Mit Mut und Offenheit stellte sich Gesundheitsminister Jens Spahn (CDU) am vergangenen Samstag einer Diskussion mit den Verantwortlichen der Berliner Club- und Veranstaltungsszene.
In den Innenhof des Kreuzberger Musik-Clubs „Ritter Butzke“ hatte Kevin Kratzsch, stellvertretender Vorsitzender des deutschen Schaustellerverbandes und CDU-Bundestagskandidat für den Bezirk Friedrichshain-Kreuzberg geladen. „Die Branche hat in den vergangenen beiden Jahren schwere Tiefen hinnehmen müssen. Die Existenzangst geht weiterhin um und jeder in der Branche will wissen, wie es weitergeht. „Komme ich jemals wieder in meinen Job?“ lautet die zentrale Frage vieler Kollegen“, eröffnete Kratzsch die in der Folge hitzig geführte Debatte rund um Covid-Einschränkungen in der Veranstaltungsbranche.
„Eigentlich hatte ich hier einen Termin in kleiner Runde erwartet. Wir reden über die Lage, dachte ich mir – nun ist es doch etwas größer geworden“, zeigte sich Jens Spahn etwas überrascht, angesichts der rund hundert Zuschauer und Medienvertreter. „Meine Club-Szene-Zeit in Berlin ist schon etwas länger her, aber ich kenne Berliner Clubs – ob sie es mir zutrauen oder nicht – besser, als Sie denken. Auch ich weiß, dass Berlin auf der ganzen Welt wegen seiner Clubs als Reiseziel berühmt ist“, eröffnete der Gesundheitsminister den Talk.
Größere Ansteckungsgefahr durch die Delta-Variante
Die vierte Welle der Corona-Pandemie stehe bevor und diese sei mit der Delta-Variante viel ansteckender, als die beiden vorangegangenen Varianten. „Aber – drei von vier Erwachsenen in Deutschland sind geimpft“, so der positive Teil seines Zwischenfazits.

Gegebene Datensätze —
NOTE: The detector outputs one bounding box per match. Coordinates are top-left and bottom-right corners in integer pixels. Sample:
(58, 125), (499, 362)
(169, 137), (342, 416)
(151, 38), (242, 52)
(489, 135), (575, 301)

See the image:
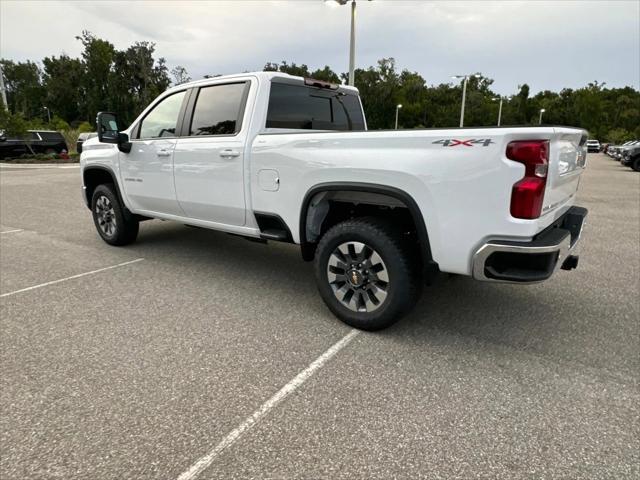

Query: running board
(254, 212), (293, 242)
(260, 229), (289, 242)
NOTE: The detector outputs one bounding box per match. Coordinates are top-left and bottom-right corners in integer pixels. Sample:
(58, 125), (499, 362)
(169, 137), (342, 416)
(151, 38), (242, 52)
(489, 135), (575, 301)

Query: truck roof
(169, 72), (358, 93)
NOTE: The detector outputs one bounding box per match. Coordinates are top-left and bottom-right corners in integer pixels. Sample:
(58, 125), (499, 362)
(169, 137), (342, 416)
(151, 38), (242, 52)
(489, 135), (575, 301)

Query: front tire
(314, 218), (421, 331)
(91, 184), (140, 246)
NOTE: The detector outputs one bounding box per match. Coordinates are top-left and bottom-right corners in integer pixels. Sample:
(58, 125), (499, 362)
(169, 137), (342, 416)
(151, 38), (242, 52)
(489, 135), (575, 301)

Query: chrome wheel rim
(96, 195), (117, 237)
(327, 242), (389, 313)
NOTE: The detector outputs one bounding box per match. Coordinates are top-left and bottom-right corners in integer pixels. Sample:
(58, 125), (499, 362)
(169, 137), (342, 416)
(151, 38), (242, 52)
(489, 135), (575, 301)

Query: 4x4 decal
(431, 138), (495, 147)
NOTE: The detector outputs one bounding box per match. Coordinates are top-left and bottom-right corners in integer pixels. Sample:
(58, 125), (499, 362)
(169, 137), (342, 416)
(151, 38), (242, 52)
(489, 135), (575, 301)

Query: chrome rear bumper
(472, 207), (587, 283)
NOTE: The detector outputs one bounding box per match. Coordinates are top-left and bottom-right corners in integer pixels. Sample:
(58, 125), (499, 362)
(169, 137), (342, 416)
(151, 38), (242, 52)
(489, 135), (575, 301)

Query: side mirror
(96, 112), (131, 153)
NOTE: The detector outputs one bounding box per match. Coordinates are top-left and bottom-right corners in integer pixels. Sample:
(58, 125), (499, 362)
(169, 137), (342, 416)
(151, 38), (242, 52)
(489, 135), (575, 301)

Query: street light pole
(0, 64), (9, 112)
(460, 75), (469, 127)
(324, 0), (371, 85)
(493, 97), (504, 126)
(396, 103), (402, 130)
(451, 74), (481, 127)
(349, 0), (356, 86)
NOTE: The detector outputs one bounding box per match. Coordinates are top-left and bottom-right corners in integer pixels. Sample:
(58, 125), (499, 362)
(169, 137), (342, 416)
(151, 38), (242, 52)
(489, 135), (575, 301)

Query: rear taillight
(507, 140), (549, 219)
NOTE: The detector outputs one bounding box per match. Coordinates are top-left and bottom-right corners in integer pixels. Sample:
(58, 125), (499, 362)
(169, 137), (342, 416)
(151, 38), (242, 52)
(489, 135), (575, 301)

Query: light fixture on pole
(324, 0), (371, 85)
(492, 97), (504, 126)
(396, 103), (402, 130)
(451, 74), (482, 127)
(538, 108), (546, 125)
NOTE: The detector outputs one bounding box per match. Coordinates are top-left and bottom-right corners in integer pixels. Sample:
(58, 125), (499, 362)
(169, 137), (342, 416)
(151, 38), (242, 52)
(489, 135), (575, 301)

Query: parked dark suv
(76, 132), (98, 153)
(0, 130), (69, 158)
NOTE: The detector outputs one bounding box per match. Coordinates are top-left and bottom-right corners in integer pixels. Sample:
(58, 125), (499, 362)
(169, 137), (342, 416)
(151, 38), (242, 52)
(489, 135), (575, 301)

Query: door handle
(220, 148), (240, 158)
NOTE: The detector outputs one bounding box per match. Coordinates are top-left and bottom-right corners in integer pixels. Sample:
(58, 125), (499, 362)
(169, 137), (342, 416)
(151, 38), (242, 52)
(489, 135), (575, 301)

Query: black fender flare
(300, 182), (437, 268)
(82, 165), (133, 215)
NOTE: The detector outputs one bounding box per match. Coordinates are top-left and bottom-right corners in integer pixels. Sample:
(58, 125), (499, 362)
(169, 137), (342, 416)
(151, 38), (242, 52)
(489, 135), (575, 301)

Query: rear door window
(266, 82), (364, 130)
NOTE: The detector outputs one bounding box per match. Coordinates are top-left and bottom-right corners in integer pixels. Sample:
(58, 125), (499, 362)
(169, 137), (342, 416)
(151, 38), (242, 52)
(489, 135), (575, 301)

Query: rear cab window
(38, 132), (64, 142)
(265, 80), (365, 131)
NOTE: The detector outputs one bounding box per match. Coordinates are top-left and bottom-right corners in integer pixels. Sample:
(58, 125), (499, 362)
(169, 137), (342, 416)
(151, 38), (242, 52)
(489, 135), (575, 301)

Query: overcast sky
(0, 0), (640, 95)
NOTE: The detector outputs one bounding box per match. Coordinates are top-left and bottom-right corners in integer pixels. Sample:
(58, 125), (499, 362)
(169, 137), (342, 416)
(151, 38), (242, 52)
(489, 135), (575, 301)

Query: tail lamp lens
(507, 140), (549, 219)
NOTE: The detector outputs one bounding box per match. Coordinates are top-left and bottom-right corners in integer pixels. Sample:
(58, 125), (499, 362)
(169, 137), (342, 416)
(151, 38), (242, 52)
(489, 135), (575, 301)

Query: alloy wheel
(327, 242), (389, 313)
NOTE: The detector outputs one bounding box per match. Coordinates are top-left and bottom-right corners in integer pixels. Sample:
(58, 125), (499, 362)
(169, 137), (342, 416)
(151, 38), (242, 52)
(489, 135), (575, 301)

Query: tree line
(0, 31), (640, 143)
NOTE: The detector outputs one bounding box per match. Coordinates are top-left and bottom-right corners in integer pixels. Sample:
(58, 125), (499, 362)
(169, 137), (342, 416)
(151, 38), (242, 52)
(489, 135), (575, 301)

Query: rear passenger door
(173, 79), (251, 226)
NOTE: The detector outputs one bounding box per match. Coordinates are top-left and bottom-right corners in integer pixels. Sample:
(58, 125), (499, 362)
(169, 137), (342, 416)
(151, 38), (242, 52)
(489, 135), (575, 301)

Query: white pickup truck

Aufgaben —
1. Wie lautet die Stelle im Übungstext, die mit „Mit Mut und“ beginnt und mit „Club- und Veranstaltungsszene.“ endet? Gib sie wortgetreu wieder.
2. Wie lässt sich der Absatz des Übungstexts, der mit „In den Innenhof des Kreuzberger Musik-Clubs“ beginnt, kürzer fassen, ohne seine wesentlichen Fakten zu verlieren?
Die Datensätze spielen hierfür keine Rolle.

Lösungen —
1.
Mit Mut und Offenheit stellte sich Gesundheitsminister Jens Spahn (CDU) am vergangenen Samstag einer Diskussion mit den Verantwortlichen der Berliner Club- und Veranstaltungsszene.

2. Kevin Kratzsch, stellvertretender Vorsitzender des deutschen Schaustellerverbandes und CDU-Bundestagskandidat für Friedrichshain-Kreuzberg, hatte in den Innenhof des Kreuzberger Clubs „Ritter Butzke“ eingeladen. Zur Eröffnung sagte er, die Branche habe in den vergangenen zwei Jahren schwere Tiefen erlebt, die Existenzangst halte an und viele Kollegen fragten sich, ob sie je wieder in ihren Job zurückkämen. Danach folgte eine hitzige Debatte über Covid-Einschränkungen in der Veranstaltungsbranche.